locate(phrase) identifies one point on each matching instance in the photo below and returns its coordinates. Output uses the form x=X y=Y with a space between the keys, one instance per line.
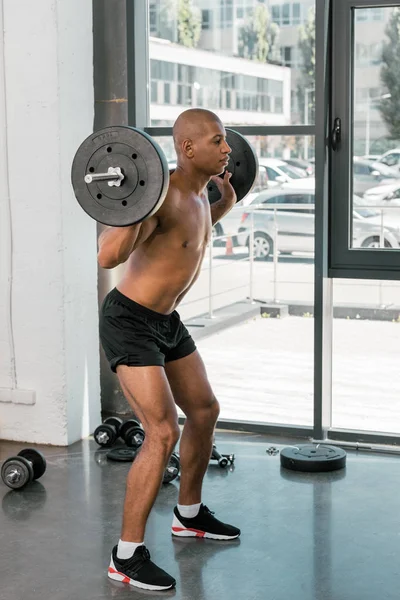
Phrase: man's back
x=164 y=267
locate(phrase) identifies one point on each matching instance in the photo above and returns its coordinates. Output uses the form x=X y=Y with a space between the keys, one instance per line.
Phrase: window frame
x=346 y=262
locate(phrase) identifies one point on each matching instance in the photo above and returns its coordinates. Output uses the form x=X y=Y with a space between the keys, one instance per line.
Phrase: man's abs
x=160 y=281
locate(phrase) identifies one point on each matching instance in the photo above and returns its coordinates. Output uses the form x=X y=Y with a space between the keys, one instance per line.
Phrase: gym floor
x=333 y=536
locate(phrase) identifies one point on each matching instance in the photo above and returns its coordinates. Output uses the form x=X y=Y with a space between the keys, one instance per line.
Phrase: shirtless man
x=152 y=352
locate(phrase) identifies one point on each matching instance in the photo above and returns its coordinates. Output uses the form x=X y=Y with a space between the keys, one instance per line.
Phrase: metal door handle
x=336 y=134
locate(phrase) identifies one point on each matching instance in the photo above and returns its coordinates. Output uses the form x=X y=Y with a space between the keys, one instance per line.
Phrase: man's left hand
x=225 y=187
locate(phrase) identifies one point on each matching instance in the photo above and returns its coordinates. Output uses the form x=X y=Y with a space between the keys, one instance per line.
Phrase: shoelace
x=145 y=554
x=207 y=510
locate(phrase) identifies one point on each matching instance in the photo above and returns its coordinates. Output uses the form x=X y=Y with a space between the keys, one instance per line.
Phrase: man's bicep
x=147 y=228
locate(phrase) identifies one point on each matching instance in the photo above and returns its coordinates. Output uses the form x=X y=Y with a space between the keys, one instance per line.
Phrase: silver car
x=295 y=227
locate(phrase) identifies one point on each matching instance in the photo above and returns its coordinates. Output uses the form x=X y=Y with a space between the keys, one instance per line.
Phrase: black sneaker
x=139 y=571
x=204 y=525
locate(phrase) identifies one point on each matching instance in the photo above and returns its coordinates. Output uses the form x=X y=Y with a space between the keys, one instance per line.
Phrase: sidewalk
x=262 y=370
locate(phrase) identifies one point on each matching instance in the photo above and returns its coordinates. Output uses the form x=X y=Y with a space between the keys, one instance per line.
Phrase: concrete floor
x=310 y=537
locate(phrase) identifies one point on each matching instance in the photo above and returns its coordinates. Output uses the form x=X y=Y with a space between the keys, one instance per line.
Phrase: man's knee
x=214 y=410
x=166 y=435
x=206 y=413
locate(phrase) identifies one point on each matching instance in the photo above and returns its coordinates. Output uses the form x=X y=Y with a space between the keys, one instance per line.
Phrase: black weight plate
x=143 y=164
x=114 y=421
x=127 y=425
x=37 y=459
x=313 y=458
x=105 y=435
x=243 y=165
x=134 y=437
x=19 y=465
x=172 y=470
x=122 y=454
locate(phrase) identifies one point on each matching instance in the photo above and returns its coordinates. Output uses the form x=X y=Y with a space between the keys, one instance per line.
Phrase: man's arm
x=116 y=244
x=228 y=198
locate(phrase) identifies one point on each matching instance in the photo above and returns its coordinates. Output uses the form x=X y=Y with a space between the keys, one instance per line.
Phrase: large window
x=191 y=86
x=248 y=78
x=371 y=100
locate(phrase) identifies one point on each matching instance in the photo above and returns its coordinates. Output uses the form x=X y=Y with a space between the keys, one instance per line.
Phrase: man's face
x=211 y=151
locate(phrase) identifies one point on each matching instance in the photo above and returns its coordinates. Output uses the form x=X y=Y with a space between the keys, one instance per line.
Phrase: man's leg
x=148 y=393
x=193 y=394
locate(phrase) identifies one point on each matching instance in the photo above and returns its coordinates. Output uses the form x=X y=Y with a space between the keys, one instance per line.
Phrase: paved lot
x=262 y=370
x=294 y=282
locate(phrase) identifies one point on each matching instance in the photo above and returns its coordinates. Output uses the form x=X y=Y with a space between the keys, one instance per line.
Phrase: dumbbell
x=132 y=433
x=18 y=471
x=223 y=459
x=172 y=470
x=108 y=432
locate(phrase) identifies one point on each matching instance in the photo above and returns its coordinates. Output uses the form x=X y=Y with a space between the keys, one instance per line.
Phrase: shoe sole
x=182 y=532
x=117 y=576
x=179 y=530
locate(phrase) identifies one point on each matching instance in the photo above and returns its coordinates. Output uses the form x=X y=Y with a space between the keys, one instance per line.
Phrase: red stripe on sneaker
x=125 y=578
x=196 y=531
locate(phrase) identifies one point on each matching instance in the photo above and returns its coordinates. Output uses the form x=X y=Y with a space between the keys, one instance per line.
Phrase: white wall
x=48 y=300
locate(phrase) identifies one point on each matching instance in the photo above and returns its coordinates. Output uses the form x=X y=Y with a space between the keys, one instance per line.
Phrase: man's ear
x=187 y=147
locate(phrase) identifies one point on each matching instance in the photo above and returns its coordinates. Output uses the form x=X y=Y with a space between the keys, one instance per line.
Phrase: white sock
x=189 y=512
x=127 y=549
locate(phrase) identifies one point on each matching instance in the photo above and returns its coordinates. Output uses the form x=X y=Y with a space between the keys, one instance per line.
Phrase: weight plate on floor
x=143 y=165
x=16 y=472
x=114 y=421
x=37 y=459
x=173 y=468
x=243 y=164
x=313 y=458
x=104 y=435
x=126 y=426
x=122 y=454
x=134 y=437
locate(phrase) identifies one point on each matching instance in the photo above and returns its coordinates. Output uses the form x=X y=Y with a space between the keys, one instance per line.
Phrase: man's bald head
x=192 y=124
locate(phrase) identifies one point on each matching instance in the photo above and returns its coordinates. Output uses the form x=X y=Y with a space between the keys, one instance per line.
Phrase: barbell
x=120 y=175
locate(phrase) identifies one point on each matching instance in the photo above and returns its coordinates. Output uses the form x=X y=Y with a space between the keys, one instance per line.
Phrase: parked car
x=368 y=173
x=296 y=226
x=304 y=165
x=383 y=195
x=272 y=174
x=391 y=158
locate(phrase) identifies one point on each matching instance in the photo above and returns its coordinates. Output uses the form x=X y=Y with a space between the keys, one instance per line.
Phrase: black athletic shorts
x=134 y=335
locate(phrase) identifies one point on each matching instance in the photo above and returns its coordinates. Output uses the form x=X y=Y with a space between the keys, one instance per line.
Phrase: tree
x=389 y=107
x=167 y=25
x=189 y=24
x=306 y=85
x=258 y=37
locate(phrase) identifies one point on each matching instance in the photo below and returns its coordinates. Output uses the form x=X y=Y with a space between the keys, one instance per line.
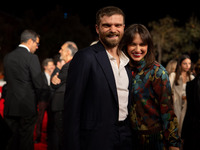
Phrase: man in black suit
x=24 y=83
x=97 y=90
x=58 y=83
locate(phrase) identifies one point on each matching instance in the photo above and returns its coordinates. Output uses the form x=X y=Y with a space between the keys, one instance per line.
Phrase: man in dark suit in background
x=24 y=83
x=97 y=90
x=58 y=83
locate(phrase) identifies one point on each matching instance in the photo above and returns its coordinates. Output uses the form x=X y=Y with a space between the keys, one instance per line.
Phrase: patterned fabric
x=152 y=105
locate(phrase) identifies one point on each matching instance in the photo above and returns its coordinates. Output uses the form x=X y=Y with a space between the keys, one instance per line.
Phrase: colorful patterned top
x=152 y=105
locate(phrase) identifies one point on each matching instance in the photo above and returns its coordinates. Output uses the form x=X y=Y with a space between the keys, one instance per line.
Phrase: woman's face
x=137 y=49
x=186 y=65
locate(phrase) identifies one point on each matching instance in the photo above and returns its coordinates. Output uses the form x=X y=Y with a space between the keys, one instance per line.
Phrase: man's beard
x=109 y=42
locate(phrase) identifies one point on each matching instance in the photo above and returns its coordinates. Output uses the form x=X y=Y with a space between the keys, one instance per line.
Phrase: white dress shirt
x=122 y=83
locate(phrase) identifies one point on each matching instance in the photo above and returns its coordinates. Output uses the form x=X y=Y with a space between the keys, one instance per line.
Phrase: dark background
x=136 y=11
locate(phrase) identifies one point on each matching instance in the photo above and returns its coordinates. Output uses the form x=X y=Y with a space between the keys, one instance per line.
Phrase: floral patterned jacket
x=152 y=105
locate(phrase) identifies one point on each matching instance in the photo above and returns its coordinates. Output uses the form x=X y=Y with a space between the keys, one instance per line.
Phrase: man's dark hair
x=108 y=11
x=28 y=34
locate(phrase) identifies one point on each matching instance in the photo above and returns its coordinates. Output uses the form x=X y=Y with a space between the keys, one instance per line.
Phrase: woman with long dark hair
x=153 y=120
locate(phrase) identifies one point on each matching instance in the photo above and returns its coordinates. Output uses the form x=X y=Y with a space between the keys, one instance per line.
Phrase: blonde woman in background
x=171 y=66
x=178 y=80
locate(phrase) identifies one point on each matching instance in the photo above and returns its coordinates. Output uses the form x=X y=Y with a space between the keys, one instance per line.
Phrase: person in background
x=190 y=130
x=23 y=76
x=178 y=80
x=52 y=140
x=171 y=66
x=43 y=104
x=152 y=117
x=58 y=83
x=97 y=90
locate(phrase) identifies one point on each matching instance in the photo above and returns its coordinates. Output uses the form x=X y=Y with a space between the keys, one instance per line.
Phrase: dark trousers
x=58 y=132
x=22 y=128
x=42 y=107
x=123 y=137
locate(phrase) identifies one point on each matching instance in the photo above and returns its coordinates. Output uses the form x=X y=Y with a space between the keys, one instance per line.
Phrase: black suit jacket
x=24 y=82
x=91 y=103
x=47 y=91
x=57 y=103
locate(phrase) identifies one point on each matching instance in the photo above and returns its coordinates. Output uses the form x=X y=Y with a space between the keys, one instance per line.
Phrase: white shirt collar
x=123 y=58
x=24 y=46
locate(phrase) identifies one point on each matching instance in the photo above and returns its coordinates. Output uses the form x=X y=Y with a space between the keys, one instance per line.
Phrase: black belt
x=122 y=123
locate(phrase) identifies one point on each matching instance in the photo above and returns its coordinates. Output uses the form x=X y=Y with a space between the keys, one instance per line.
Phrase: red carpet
x=38 y=146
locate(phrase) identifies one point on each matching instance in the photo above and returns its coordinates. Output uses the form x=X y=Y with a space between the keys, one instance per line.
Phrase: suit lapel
x=104 y=62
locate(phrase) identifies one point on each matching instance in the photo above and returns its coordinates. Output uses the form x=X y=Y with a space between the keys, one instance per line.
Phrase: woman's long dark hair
x=178 y=68
x=128 y=38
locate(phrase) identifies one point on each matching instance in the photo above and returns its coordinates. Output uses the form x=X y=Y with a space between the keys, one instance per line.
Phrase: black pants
x=22 y=128
x=56 y=134
x=42 y=106
x=124 y=137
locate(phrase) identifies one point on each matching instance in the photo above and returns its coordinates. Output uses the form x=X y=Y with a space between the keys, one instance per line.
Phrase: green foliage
x=171 y=41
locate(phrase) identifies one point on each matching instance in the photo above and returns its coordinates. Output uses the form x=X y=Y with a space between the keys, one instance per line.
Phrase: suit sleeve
x=76 y=83
x=36 y=74
x=62 y=76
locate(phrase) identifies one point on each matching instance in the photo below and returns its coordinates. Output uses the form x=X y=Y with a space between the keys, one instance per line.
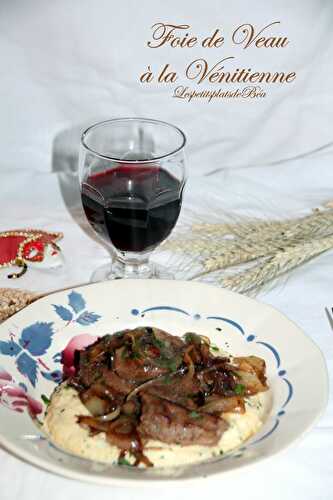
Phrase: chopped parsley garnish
x=193 y=338
x=195 y=414
x=123 y=461
x=239 y=389
x=45 y=399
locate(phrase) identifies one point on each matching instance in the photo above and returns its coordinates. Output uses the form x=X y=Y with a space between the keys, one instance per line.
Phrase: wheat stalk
x=318 y=223
x=277 y=265
x=249 y=241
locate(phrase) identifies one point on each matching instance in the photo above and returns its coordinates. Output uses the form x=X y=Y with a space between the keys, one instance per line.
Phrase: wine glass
x=132 y=175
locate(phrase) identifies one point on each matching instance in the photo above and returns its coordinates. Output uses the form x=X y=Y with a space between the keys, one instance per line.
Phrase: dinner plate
x=32 y=342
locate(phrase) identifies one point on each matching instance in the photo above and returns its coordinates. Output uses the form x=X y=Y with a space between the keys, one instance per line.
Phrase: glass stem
x=132 y=265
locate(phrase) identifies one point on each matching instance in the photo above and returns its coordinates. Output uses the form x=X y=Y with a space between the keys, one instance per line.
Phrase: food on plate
x=145 y=397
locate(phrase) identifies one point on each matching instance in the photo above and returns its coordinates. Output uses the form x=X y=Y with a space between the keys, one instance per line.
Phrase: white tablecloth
x=305 y=471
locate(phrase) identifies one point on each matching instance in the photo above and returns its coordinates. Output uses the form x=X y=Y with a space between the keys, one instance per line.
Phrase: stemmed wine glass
x=132 y=175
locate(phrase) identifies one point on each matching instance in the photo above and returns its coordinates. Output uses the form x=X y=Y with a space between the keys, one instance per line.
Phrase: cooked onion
x=110 y=416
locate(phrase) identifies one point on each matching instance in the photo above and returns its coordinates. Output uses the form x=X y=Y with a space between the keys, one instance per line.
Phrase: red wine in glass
x=134 y=207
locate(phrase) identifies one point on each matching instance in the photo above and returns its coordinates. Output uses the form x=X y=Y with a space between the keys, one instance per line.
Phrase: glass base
x=119 y=270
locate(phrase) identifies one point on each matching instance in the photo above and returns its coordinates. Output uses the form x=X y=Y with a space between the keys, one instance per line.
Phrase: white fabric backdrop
x=65 y=64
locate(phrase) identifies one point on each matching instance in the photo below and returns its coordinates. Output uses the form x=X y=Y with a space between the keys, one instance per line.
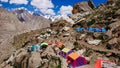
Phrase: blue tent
x=104 y=30
x=91 y=29
x=79 y=29
x=97 y=29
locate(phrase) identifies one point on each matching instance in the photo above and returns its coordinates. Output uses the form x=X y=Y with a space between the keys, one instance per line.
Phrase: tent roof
x=66 y=50
x=74 y=56
x=59 y=44
x=43 y=44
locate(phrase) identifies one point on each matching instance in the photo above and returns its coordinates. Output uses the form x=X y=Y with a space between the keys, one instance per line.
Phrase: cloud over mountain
x=45 y=6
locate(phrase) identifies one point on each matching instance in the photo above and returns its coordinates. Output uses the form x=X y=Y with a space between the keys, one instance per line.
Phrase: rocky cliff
x=10 y=26
x=91 y=45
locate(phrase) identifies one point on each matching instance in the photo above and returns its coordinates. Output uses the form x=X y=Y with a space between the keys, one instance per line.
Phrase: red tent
x=76 y=60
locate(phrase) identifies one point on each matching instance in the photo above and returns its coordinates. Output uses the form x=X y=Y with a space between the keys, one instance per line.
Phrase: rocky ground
x=107 y=48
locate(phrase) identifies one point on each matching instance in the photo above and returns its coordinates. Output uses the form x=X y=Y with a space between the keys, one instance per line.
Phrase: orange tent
x=59 y=44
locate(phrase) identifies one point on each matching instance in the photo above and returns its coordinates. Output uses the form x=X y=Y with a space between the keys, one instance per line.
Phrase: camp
x=104 y=30
x=79 y=29
x=60 y=44
x=34 y=48
x=90 y=29
x=76 y=60
x=43 y=45
x=105 y=64
x=97 y=29
x=65 y=52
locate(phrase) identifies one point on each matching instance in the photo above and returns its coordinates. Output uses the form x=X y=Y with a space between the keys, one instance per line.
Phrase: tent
x=104 y=30
x=104 y=64
x=91 y=29
x=97 y=29
x=79 y=29
x=65 y=52
x=43 y=45
x=76 y=60
x=33 y=48
x=59 y=44
x=50 y=43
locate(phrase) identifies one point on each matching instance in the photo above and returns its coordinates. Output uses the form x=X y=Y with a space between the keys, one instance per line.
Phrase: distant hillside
x=10 y=25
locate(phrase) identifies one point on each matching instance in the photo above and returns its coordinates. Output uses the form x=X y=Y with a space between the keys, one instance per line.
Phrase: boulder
x=34 y=60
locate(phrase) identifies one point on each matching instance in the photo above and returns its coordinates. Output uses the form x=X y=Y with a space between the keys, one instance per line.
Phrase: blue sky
x=50 y=7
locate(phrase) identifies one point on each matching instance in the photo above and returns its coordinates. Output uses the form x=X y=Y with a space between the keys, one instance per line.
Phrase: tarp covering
x=97 y=29
x=91 y=29
x=74 y=56
x=105 y=64
x=43 y=45
x=79 y=29
x=76 y=60
x=104 y=30
x=33 y=48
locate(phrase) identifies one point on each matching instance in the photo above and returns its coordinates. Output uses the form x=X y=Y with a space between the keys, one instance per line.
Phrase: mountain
x=83 y=7
x=11 y=25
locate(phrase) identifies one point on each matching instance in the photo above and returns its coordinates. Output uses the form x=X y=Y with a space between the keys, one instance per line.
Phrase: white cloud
x=65 y=10
x=45 y=6
x=18 y=1
x=4 y=0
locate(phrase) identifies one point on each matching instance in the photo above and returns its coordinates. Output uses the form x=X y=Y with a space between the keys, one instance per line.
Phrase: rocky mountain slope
x=10 y=26
x=84 y=43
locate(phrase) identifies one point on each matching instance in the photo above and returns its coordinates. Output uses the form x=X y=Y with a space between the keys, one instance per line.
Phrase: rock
x=35 y=60
x=113 y=41
x=10 y=26
x=66 y=35
x=80 y=52
x=94 y=42
x=118 y=12
x=114 y=25
x=109 y=33
x=82 y=36
x=66 y=28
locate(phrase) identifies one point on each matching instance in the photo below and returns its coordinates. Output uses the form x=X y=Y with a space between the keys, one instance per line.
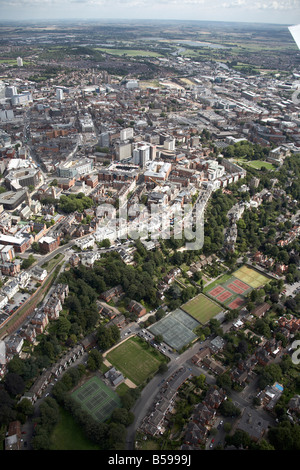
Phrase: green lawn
x=259 y=164
x=68 y=435
x=251 y=277
x=218 y=281
x=128 y=52
x=135 y=359
x=202 y=308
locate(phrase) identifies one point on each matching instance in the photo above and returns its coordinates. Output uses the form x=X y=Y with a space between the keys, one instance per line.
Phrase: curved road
x=148 y=393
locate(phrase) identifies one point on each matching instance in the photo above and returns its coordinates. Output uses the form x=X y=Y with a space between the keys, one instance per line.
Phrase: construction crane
x=156 y=182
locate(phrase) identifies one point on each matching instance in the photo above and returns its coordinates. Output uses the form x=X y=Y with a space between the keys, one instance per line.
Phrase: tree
x=228 y=408
x=163 y=368
x=14 y=384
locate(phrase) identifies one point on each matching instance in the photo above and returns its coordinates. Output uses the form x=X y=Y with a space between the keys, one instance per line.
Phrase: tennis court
x=251 y=277
x=135 y=360
x=202 y=308
x=97 y=399
x=224 y=296
x=236 y=303
x=176 y=329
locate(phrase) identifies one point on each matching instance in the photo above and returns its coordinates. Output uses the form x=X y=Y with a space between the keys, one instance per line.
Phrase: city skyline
x=267 y=11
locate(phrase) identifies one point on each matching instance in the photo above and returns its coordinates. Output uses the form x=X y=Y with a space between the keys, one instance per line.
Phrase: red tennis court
x=235 y=289
x=236 y=303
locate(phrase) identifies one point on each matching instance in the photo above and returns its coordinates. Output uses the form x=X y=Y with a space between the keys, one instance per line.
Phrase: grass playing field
x=135 y=360
x=97 y=399
x=128 y=52
x=202 y=308
x=251 y=277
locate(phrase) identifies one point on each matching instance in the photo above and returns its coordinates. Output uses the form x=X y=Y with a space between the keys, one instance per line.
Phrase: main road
x=148 y=393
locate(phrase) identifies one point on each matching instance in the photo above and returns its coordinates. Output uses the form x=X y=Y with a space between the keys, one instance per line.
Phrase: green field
x=218 y=281
x=202 y=308
x=128 y=52
x=251 y=277
x=97 y=399
x=68 y=435
x=135 y=360
x=259 y=164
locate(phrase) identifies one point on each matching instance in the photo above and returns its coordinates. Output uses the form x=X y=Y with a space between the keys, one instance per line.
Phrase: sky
x=254 y=11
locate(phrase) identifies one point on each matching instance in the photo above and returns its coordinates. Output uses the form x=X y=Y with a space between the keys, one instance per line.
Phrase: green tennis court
x=251 y=277
x=202 y=308
x=176 y=329
x=97 y=399
x=135 y=360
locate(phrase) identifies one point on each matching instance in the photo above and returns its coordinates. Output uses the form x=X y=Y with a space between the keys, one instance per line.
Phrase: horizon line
x=47 y=20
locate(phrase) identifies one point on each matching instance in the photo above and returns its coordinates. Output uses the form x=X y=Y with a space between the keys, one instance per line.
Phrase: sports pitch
x=202 y=308
x=97 y=399
x=176 y=329
x=251 y=277
x=135 y=360
x=233 y=290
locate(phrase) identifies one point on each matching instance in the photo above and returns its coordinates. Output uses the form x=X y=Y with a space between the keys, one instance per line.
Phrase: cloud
x=272 y=5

◆ **Your objective**
Reproduce the data above line for line, starting at its first line and ending at the line containing "x=160 y=281", with both ends included. Omit the picture from your answer.

◆ **Answer for the task**
locate(phrase) identifies one point on each matching instance in the photo below and returns its coordinates. Output uses the form x=X y=Y with a space between the keys, one instance per line.
Phrase: man's back
x=164 y=267
locate(phrase) identifies one point on each matching instance in the photo above and returns its coordinates. Output uses the form x=X y=Y with a space between the keys, one instance per line.
Phrase: window frame
x=346 y=262
locate(phrase) identifies one point on each matching instance in the photo above and returns its coordinates. Output uses the form x=X y=Y with a space between the keys, one instance per line.
Phrase: man's abs
x=160 y=281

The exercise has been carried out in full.